── Supplied data ──
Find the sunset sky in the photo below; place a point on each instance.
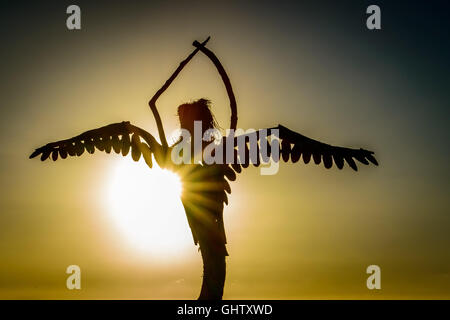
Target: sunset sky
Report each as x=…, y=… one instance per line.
x=304, y=233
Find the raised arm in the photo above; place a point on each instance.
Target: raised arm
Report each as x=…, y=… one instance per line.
x=225, y=79
x=152, y=102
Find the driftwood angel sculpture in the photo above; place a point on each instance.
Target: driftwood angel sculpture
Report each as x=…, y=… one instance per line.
x=204, y=185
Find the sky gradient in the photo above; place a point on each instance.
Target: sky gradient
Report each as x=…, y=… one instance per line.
x=312, y=66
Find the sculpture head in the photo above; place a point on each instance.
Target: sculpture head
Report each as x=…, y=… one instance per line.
x=198, y=110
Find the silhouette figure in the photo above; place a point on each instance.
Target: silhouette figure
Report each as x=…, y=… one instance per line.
x=205, y=187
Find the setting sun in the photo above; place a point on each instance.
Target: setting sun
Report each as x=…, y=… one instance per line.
x=146, y=208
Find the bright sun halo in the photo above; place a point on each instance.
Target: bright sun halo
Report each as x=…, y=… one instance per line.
x=146, y=208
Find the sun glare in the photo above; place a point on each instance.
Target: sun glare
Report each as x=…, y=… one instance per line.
x=146, y=207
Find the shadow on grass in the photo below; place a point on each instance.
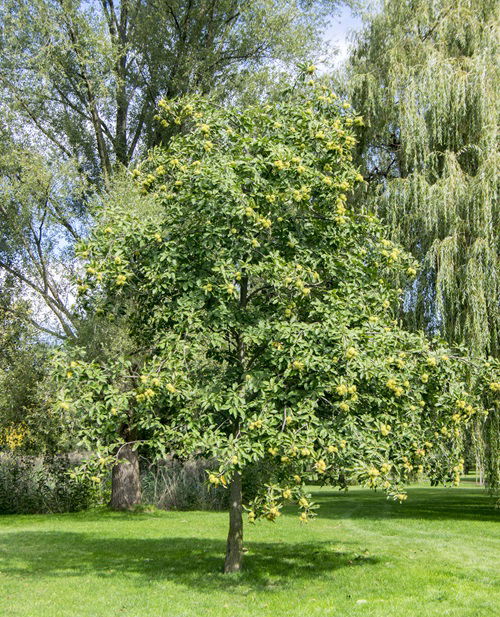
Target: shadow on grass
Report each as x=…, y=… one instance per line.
x=468, y=504
x=187, y=561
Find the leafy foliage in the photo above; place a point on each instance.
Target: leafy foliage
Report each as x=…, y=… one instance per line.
x=267, y=312
x=424, y=75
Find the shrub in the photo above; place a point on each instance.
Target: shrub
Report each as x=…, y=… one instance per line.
x=36, y=485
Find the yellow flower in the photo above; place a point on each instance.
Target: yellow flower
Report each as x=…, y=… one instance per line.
x=351, y=353
x=342, y=389
x=385, y=429
x=320, y=466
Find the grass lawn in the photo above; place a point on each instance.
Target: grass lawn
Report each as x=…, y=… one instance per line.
x=437, y=554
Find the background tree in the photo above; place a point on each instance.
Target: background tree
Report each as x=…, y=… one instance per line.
x=267, y=308
x=80, y=82
x=424, y=75
x=86, y=77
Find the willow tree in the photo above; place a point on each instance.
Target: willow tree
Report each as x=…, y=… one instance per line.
x=266, y=306
x=424, y=75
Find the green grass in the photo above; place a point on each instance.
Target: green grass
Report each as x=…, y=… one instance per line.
x=437, y=554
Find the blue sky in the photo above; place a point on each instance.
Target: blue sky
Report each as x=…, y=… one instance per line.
x=340, y=30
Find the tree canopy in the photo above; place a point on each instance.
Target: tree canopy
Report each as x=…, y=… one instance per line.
x=265, y=308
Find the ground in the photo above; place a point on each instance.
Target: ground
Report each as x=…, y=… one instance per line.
x=435, y=555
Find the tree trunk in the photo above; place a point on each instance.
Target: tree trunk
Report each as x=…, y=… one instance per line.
x=126, y=480
x=234, y=551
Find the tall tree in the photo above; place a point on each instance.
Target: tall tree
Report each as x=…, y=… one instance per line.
x=87, y=76
x=267, y=308
x=424, y=74
x=81, y=80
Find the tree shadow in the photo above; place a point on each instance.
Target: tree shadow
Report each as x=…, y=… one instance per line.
x=468, y=504
x=193, y=562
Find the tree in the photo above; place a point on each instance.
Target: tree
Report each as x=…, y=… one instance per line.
x=86, y=77
x=267, y=311
x=26, y=421
x=80, y=82
x=41, y=216
x=424, y=75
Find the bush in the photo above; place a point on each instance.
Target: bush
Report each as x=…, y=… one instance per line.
x=171, y=484
x=37, y=485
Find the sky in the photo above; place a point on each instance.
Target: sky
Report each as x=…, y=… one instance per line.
x=340, y=31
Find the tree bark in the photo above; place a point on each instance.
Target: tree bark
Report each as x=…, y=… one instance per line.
x=126, y=480
x=234, y=550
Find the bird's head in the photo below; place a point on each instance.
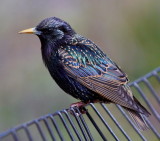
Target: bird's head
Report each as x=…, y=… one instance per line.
x=50, y=29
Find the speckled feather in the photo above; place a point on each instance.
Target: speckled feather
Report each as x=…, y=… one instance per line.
x=83, y=70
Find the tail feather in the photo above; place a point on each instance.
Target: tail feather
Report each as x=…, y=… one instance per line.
x=138, y=119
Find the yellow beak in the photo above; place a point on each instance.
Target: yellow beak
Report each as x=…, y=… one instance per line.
x=28, y=31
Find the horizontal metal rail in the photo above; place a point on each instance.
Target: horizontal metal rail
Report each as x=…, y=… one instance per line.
x=68, y=125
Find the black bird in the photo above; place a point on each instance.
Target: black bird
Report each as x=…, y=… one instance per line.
x=83, y=70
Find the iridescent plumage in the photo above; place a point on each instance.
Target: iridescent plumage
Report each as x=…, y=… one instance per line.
x=84, y=71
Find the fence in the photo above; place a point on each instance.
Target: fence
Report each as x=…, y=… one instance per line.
x=101, y=121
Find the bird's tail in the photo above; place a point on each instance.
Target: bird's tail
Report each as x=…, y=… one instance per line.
x=138, y=119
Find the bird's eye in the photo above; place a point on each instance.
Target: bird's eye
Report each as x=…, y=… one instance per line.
x=46, y=30
x=63, y=29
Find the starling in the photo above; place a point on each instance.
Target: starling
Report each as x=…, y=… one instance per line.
x=83, y=70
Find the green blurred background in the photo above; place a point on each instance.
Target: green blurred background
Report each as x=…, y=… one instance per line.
x=128, y=31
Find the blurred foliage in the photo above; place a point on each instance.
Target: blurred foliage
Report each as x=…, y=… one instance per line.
x=128, y=31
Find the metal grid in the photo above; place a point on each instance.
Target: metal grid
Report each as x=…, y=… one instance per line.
x=100, y=122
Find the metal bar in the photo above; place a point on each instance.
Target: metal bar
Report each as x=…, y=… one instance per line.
x=115, y=121
x=14, y=135
x=79, y=123
x=104, y=122
x=147, y=101
x=152, y=90
x=152, y=128
x=40, y=130
x=56, y=127
x=28, y=133
x=130, y=121
x=72, y=124
x=96, y=126
x=66, y=126
x=49, y=129
x=85, y=125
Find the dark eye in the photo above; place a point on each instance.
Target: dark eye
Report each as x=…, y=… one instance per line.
x=63, y=29
x=46, y=30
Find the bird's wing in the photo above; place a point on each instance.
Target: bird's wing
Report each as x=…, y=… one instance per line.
x=105, y=78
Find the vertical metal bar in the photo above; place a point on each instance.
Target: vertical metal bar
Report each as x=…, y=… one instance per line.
x=73, y=126
x=79, y=123
x=40, y=130
x=152, y=90
x=28, y=133
x=85, y=125
x=96, y=126
x=66, y=126
x=56, y=127
x=152, y=128
x=14, y=135
x=147, y=101
x=115, y=121
x=104, y=122
x=49, y=129
x=130, y=121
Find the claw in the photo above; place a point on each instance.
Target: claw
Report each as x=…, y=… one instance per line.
x=80, y=105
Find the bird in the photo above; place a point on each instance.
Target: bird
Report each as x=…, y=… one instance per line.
x=83, y=70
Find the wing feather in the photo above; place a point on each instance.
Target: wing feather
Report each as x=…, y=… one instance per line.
x=105, y=78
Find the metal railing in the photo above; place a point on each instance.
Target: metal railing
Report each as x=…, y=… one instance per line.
x=101, y=121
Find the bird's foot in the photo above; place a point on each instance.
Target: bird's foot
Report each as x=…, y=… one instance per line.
x=80, y=105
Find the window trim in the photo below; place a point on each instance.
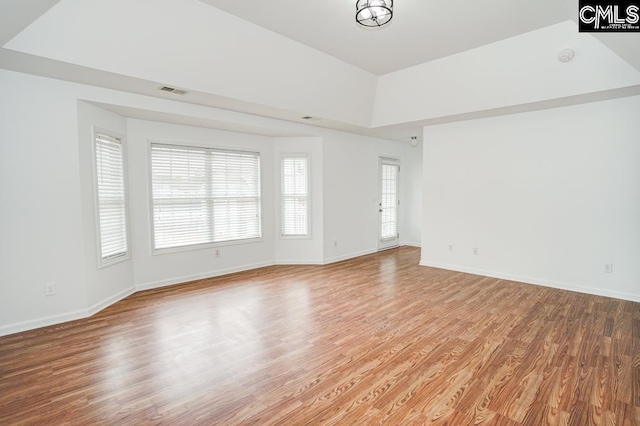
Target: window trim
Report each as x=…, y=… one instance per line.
x=113, y=260
x=203, y=246
x=308, y=235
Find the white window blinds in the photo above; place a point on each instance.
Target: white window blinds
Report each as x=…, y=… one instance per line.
x=295, y=194
x=389, y=201
x=203, y=195
x=112, y=217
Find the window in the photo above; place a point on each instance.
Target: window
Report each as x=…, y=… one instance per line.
x=204, y=195
x=295, y=194
x=112, y=208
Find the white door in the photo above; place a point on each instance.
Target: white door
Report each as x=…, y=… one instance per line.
x=389, y=203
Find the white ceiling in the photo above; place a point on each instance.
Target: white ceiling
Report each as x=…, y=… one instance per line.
x=421, y=30
x=283, y=32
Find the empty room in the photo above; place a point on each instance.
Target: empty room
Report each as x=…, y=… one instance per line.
x=336, y=212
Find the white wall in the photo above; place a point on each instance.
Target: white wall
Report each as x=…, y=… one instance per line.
x=153, y=270
x=412, y=198
x=351, y=193
x=103, y=285
x=47, y=216
x=547, y=197
x=41, y=233
x=301, y=250
x=155, y=40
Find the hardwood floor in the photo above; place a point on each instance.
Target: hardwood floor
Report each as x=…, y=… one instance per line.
x=373, y=340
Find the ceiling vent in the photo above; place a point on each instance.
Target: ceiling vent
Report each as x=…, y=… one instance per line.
x=173, y=90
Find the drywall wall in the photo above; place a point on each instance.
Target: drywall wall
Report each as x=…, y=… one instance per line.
x=291, y=250
x=170, y=267
x=547, y=197
x=519, y=70
x=48, y=210
x=351, y=193
x=157, y=40
x=109, y=284
x=41, y=217
x=412, y=199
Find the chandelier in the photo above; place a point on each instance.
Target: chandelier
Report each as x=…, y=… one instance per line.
x=374, y=13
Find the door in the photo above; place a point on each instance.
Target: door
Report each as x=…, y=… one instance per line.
x=389, y=203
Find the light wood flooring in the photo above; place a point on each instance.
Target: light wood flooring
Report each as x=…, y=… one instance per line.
x=372, y=340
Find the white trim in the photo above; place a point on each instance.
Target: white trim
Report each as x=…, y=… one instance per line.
x=203, y=246
x=536, y=281
x=110, y=301
x=382, y=242
x=202, y=276
x=300, y=262
x=102, y=262
x=349, y=256
x=410, y=244
x=62, y=318
x=303, y=154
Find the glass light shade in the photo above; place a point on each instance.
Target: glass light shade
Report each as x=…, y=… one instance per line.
x=374, y=13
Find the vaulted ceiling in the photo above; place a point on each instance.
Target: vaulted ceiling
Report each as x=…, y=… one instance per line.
x=438, y=61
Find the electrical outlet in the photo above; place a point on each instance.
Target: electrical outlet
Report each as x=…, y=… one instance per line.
x=49, y=289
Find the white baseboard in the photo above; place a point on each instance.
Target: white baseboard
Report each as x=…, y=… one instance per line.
x=110, y=301
x=65, y=317
x=411, y=244
x=299, y=262
x=536, y=281
x=348, y=256
x=201, y=276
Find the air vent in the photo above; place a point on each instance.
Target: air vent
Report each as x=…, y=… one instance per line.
x=172, y=90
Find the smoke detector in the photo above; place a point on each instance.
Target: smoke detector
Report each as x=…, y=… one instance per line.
x=566, y=55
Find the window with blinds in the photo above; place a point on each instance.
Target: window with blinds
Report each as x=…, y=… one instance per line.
x=204, y=195
x=112, y=209
x=294, y=195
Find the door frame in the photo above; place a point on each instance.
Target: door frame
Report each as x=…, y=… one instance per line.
x=391, y=242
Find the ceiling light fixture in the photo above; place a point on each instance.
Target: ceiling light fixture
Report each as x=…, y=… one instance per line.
x=374, y=13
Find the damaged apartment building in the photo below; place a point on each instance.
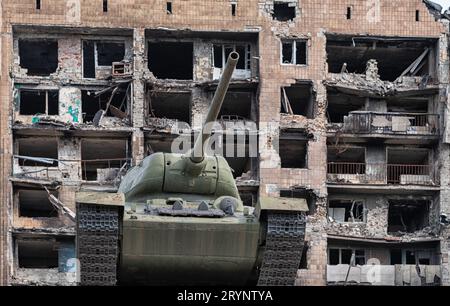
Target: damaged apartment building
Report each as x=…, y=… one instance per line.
x=350, y=99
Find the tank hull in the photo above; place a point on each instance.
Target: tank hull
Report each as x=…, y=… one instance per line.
x=189, y=250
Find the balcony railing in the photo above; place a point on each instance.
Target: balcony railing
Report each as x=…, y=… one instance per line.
x=395, y=174
x=384, y=275
x=104, y=169
x=392, y=123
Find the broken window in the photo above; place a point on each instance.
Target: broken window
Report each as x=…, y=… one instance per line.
x=298, y=99
x=396, y=257
x=408, y=166
x=237, y=105
x=39, y=57
x=343, y=256
x=283, y=11
x=38, y=151
x=33, y=102
x=35, y=203
x=171, y=60
x=346, y=211
x=248, y=198
x=236, y=151
x=221, y=53
x=114, y=103
x=99, y=53
x=395, y=56
x=340, y=105
x=300, y=193
x=293, y=150
x=103, y=159
x=407, y=215
x=413, y=256
x=349, y=12
x=37, y=254
x=171, y=105
x=346, y=160
x=293, y=52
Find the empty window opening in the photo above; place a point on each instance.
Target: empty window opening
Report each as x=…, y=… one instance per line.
x=304, y=259
x=395, y=57
x=293, y=151
x=89, y=59
x=236, y=153
x=408, y=166
x=293, y=52
x=396, y=257
x=37, y=254
x=302, y=194
x=344, y=256
x=340, y=105
x=407, y=215
x=163, y=143
x=221, y=53
x=248, y=198
x=237, y=105
x=39, y=57
x=346, y=211
x=283, y=11
x=103, y=159
x=36, y=148
x=171, y=60
x=99, y=53
x=92, y=104
x=109, y=52
x=413, y=256
x=35, y=203
x=346, y=160
x=298, y=99
x=239, y=165
x=33, y=102
x=170, y=105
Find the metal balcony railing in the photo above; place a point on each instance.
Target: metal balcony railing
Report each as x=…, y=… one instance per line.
x=90, y=168
x=396, y=174
x=392, y=123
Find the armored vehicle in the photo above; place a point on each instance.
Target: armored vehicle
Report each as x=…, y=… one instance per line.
x=179, y=219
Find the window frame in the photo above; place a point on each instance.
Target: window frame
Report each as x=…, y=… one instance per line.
x=46, y=92
x=294, y=51
x=247, y=59
x=340, y=249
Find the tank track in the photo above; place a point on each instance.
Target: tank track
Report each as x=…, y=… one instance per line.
x=98, y=247
x=283, y=249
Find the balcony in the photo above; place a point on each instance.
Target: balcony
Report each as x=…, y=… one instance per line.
x=380, y=173
x=417, y=124
x=104, y=170
x=384, y=275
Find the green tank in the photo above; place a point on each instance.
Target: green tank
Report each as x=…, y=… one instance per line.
x=179, y=219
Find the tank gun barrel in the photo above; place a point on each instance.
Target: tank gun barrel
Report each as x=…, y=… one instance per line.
x=197, y=154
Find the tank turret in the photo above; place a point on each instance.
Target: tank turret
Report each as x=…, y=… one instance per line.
x=179, y=219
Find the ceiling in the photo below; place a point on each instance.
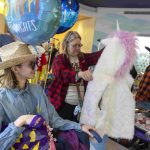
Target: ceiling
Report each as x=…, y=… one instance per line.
x=117, y=3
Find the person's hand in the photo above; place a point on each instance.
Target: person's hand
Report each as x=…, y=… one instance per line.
x=85, y=75
x=87, y=128
x=23, y=120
───
▸ Work to be completed
Locate "Find the green tank" in the entries above. Copy, exactly and only, the lines from that line to the end, leaving out the pictures.

▸ Answer below
Find the green tank in the photo above; place a point on each instance.
Target: green tank
Report each as x=…, y=… one instance per line.
x=179, y=219
Find the tank gun barrel in the photo above; place a point on each instance.
Target: tank gun barrel
Report each as x=…, y=… one instance per line.
x=197, y=154
Find the tank turret in the photo above; place a point on each instance.
Target: tank turret
Report each as x=…, y=… one instance per line.
x=179, y=219
Find the ceiling in the photo below; place a point on each instance.
Target: ceiling
Report each as x=…, y=… one instance per line.
x=117, y=3
Find the person's hand in the photo above; place a point on each instance.
Target: person's hand
Report each as x=…, y=… one instance per line.
x=85, y=75
x=87, y=128
x=23, y=120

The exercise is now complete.